Goal.
Extract every line of the entries below that contains the word "onion", treating uppercase and lowercase letters as distinct.

┌─ Exercise input

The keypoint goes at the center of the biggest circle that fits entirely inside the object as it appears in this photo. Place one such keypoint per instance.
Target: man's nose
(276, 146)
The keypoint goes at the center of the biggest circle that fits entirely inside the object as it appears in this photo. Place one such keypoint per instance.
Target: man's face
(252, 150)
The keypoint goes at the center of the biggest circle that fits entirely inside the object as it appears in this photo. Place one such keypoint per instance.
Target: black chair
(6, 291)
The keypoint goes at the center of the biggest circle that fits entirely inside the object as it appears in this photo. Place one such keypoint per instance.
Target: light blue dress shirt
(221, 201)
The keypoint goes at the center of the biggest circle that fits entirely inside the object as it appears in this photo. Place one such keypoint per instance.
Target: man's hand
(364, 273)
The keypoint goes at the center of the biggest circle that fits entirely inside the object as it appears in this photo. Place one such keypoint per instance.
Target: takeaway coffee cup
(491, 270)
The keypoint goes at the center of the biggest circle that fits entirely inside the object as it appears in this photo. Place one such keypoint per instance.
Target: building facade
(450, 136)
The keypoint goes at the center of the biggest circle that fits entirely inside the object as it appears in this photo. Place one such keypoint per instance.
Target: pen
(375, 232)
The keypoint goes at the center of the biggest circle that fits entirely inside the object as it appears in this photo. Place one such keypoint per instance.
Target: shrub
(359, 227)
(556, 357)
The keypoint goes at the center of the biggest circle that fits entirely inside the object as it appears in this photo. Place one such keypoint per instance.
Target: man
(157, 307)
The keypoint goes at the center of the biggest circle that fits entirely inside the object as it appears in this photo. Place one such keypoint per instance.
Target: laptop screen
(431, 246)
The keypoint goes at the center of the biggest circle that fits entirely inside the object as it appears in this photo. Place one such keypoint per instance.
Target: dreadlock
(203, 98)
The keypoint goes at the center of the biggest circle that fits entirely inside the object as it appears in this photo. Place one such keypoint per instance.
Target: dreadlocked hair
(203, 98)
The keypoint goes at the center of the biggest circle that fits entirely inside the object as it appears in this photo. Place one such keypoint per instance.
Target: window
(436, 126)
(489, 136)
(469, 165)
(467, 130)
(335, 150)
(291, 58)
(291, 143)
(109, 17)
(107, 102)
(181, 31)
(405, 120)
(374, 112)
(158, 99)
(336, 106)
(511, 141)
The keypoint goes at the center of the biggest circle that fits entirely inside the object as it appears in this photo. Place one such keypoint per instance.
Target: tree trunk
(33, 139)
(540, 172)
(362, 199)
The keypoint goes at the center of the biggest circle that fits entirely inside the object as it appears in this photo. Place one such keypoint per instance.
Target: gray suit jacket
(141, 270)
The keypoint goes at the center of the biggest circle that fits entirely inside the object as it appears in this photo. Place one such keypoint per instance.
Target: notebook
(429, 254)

└─
┌─ Exercise input

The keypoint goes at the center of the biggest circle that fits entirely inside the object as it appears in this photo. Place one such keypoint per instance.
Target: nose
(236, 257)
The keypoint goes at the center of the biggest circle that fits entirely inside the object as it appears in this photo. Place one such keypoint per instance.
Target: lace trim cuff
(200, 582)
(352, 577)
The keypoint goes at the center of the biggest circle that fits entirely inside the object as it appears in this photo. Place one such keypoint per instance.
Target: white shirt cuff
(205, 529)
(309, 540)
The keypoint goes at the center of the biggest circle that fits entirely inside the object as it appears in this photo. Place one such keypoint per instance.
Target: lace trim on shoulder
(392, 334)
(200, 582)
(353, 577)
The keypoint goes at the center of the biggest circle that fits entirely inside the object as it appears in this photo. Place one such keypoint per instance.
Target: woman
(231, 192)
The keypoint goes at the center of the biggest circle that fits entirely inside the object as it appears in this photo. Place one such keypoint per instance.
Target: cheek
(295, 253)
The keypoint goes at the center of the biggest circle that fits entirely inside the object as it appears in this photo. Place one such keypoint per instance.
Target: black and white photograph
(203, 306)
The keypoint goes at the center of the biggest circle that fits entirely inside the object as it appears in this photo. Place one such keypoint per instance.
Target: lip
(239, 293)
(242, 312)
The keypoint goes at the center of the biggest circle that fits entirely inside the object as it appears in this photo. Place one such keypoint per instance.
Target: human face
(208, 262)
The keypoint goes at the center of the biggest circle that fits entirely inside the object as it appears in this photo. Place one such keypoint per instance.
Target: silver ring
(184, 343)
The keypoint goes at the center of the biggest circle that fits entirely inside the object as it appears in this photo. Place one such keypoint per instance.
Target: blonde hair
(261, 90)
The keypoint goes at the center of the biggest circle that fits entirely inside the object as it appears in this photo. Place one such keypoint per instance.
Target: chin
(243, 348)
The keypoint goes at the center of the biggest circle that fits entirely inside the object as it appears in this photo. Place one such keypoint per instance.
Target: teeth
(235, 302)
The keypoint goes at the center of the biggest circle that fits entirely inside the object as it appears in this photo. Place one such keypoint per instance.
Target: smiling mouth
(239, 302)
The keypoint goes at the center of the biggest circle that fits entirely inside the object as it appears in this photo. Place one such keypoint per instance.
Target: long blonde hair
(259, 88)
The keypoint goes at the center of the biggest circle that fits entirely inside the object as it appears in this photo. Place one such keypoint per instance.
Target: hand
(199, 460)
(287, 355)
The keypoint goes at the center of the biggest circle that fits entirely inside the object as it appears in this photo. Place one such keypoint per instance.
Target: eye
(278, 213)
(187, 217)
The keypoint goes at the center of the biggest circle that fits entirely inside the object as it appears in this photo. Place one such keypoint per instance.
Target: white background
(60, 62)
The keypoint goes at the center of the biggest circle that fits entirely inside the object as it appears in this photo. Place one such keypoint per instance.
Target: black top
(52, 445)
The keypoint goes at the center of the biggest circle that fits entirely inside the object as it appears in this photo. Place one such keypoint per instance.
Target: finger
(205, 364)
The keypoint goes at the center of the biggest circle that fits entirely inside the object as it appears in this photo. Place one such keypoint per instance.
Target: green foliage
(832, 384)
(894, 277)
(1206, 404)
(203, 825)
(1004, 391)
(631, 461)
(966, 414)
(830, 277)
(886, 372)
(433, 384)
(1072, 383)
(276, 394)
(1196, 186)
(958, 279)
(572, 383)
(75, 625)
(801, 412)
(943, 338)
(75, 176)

└─
┌─ Exercise input

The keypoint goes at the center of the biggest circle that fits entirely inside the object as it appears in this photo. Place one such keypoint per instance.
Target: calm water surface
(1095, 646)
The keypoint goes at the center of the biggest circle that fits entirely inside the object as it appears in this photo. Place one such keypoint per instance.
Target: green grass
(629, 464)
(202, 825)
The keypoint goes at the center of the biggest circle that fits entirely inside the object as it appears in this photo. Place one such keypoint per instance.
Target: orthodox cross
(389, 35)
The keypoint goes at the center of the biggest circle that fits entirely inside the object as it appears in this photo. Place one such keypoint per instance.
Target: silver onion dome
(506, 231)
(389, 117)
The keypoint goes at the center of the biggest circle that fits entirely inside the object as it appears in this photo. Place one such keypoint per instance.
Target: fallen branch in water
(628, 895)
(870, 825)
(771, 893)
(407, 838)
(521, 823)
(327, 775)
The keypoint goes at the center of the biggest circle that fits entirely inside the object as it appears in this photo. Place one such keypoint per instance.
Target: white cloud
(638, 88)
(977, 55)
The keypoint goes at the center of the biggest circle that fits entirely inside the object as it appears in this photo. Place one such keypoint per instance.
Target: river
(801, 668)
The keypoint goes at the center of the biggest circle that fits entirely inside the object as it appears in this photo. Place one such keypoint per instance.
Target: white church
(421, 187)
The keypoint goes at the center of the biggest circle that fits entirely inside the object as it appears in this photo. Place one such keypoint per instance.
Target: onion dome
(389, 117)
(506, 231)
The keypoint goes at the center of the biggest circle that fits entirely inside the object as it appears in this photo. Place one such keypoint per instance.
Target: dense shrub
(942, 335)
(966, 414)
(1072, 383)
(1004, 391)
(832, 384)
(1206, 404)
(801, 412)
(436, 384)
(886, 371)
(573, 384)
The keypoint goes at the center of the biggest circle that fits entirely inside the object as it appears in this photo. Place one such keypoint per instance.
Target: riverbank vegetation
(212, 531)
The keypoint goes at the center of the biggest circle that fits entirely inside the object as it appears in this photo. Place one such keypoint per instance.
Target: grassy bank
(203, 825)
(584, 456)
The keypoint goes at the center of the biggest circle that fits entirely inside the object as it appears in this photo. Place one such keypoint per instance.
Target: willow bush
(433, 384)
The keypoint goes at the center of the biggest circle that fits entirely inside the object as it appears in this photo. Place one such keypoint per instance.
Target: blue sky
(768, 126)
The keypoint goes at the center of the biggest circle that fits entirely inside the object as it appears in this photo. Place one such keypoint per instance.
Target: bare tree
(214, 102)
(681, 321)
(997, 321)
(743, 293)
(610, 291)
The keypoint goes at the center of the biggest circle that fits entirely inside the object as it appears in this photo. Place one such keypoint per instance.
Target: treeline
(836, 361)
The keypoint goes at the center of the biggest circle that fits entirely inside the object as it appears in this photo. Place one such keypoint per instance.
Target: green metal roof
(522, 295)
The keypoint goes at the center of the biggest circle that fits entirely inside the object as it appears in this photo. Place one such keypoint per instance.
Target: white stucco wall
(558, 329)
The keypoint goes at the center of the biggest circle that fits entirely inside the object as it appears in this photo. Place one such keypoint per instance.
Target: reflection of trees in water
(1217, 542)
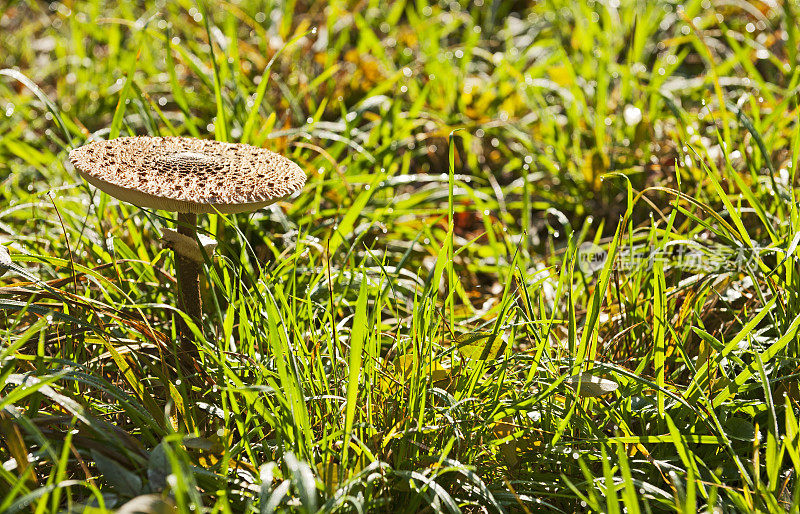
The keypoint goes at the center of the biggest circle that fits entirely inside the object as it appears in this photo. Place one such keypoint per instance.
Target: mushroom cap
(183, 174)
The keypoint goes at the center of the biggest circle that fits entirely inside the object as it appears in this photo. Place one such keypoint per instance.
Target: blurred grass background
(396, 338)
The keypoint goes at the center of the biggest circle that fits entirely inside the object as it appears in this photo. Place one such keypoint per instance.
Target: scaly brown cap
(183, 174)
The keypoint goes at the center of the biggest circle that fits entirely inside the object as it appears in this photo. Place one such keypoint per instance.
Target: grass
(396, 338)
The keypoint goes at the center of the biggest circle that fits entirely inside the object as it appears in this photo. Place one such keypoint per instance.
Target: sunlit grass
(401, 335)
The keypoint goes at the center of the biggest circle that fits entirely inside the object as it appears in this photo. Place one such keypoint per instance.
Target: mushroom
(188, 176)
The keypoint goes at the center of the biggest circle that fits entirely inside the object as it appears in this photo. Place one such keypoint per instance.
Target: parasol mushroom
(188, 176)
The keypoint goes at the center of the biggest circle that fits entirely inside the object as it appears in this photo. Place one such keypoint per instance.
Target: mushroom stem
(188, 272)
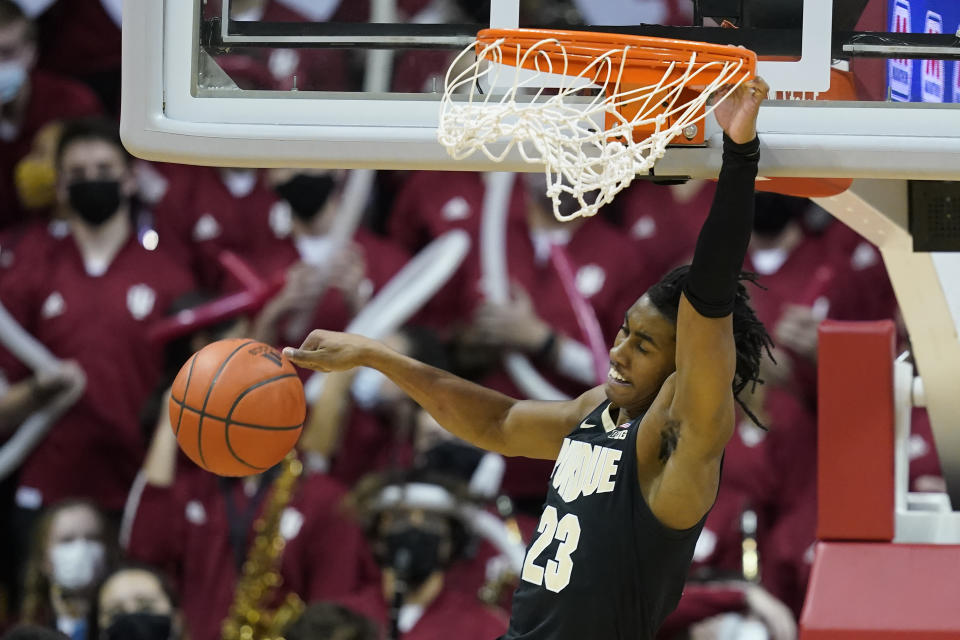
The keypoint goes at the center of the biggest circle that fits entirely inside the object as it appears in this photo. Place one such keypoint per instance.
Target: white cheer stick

└─

Answer for this exercise.
Target: silver onion dome
Target: onion dome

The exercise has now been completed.